* **Task brief**
Show every line of the items below that contains the word "glove", copying each one in full.

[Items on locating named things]
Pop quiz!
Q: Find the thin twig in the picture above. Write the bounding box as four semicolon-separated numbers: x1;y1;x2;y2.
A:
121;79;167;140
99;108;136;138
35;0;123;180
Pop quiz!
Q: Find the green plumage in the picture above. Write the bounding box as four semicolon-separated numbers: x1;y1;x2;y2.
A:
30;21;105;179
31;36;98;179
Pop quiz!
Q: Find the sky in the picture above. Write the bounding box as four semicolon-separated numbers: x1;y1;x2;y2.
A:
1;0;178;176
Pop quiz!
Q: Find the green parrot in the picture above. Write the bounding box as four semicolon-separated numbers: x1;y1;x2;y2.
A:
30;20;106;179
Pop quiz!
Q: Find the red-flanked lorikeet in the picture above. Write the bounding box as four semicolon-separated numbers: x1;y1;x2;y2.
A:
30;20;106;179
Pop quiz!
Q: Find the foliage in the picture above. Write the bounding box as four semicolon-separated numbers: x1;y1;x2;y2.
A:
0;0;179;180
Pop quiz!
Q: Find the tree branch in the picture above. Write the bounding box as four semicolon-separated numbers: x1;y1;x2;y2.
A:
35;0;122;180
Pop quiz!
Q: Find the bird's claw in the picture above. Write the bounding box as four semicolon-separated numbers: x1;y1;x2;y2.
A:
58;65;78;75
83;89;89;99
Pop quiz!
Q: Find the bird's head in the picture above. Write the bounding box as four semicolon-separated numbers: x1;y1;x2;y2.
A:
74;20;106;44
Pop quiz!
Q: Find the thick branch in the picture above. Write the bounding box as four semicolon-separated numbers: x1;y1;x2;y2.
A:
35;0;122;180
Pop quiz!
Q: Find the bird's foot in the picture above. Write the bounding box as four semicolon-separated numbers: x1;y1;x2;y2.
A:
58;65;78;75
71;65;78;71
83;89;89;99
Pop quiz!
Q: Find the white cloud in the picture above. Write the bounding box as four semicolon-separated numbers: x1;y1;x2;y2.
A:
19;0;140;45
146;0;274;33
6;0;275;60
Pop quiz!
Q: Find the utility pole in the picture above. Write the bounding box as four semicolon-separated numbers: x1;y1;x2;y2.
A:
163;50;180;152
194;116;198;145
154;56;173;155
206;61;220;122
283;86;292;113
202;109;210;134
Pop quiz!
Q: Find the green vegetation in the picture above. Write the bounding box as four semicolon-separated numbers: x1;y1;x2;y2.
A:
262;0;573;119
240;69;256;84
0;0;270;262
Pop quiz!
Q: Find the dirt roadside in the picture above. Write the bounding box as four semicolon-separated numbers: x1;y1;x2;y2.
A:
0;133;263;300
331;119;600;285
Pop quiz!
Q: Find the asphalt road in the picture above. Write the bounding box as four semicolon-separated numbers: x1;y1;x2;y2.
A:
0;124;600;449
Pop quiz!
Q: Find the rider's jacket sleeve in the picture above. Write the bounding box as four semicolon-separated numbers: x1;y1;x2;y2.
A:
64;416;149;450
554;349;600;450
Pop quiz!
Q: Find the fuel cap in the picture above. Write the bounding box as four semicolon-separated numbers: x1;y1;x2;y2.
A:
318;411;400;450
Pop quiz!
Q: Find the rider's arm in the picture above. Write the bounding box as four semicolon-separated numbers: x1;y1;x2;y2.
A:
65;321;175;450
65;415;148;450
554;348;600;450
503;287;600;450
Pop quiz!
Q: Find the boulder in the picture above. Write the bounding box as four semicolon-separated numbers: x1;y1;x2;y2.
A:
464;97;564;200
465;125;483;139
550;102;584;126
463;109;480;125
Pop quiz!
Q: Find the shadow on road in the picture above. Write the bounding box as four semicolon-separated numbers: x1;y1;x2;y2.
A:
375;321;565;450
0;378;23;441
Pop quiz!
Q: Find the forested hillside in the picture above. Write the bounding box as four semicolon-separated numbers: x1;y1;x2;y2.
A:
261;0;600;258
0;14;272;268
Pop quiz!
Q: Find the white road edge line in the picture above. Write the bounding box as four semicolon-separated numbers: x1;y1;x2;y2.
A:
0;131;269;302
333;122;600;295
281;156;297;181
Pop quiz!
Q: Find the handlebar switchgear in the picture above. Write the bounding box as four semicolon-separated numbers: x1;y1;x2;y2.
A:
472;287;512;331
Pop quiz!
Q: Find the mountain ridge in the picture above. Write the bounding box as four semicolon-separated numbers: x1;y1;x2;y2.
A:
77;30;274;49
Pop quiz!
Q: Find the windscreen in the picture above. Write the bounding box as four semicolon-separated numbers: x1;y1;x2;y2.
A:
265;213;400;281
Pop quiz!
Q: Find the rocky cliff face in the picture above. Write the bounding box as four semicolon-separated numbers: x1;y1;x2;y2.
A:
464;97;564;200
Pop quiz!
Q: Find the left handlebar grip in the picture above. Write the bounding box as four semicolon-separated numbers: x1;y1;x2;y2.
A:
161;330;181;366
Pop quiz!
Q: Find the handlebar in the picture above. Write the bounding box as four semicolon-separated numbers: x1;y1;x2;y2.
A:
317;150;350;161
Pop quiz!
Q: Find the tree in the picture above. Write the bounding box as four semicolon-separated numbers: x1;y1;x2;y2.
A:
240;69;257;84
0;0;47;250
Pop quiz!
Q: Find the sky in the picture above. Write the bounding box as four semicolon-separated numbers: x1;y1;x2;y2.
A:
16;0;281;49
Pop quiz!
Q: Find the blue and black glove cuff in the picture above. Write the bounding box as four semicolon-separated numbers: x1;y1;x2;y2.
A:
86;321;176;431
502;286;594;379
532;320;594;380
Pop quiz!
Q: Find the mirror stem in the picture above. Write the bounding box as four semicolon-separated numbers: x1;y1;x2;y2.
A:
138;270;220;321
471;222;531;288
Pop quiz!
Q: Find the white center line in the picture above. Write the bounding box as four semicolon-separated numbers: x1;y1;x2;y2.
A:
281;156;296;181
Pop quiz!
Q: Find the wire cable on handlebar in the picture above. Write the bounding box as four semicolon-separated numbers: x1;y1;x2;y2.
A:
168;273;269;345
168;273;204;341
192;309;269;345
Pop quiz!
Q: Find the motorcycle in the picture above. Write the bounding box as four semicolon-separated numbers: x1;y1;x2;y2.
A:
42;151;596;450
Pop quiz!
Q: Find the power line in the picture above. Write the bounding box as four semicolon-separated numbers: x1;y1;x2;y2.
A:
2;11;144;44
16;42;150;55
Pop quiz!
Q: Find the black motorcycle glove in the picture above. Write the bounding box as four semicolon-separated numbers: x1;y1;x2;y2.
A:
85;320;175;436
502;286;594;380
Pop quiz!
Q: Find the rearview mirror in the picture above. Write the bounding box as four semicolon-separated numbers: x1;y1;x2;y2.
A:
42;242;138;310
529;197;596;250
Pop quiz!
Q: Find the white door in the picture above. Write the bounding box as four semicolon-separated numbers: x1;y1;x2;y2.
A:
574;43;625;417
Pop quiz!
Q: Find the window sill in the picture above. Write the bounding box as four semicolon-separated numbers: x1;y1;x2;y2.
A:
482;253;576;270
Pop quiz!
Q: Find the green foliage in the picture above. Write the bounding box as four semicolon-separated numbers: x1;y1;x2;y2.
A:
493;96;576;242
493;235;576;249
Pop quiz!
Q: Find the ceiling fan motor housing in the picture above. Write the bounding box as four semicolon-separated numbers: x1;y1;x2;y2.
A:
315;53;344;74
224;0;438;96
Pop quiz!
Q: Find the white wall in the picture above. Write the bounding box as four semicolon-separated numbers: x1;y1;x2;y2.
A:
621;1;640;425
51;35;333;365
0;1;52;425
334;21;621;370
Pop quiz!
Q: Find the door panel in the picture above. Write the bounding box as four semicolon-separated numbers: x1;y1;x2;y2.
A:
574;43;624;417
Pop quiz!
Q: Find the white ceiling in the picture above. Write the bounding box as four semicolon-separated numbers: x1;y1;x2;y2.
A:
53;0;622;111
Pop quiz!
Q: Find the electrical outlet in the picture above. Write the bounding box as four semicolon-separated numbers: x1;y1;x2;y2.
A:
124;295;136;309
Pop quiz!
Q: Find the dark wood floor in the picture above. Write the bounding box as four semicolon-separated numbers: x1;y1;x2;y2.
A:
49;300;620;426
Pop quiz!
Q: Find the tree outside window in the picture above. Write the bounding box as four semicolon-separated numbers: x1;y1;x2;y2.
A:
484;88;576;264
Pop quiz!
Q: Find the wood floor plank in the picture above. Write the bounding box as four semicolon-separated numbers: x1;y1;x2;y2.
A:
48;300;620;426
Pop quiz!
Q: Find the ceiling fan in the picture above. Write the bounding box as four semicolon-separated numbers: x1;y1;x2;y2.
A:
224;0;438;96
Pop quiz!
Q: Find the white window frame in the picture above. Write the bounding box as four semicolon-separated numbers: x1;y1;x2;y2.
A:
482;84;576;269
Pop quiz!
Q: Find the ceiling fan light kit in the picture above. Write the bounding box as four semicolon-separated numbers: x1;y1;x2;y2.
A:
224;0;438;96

* **Response below**
Q: Find the blue and black glove cuff in the picture above. Write the bounding box as four semicolon-separated numbers: x1;y1;x2;y2.
Q: Find the black motorcycle glove in the picture above. Write the bounding box as four semicolon-separated numbers: x1;y1;x2;y2.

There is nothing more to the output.